** Data in this exercise follows **

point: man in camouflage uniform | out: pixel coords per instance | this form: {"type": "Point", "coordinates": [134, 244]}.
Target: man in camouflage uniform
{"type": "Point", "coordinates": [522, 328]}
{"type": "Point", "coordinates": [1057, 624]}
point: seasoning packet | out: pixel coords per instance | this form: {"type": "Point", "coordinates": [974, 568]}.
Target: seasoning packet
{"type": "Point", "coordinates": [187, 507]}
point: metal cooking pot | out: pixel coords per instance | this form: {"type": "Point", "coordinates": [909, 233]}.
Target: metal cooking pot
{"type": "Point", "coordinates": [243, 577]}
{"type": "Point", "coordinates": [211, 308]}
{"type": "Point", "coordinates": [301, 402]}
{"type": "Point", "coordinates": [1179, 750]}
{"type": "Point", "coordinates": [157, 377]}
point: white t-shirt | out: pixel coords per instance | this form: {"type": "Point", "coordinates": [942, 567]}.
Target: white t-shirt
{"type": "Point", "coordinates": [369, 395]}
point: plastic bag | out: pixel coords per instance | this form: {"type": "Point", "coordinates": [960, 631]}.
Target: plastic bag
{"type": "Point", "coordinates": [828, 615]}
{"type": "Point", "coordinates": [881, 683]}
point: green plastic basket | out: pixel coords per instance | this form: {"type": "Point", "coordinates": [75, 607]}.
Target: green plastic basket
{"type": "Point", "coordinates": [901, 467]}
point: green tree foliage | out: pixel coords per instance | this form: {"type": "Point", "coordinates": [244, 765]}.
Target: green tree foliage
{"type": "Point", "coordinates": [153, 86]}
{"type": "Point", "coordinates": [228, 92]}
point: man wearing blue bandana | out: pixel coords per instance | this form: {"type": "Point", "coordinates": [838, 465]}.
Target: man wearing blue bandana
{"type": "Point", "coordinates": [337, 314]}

** End of Data in this exercise **

● **Exercise**
In the data above, find the line that contains "point: green tree" and the line that contains "point: man wearing". Repeat exactly those lines and every line between them, and only those.

● **Result of the exercise**
point: green tree foliage | out: pixel coords per instance | this form: {"type": "Point", "coordinates": [244, 765]}.
Target: green tree foliage
{"type": "Point", "coordinates": [153, 86]}
{"type": "Point", "coordinates": [228, 92]}
point: man wearing blue bandana | out: pixel coords per instance | this form: {"type": "Point", "coordinates": [838, 465]}.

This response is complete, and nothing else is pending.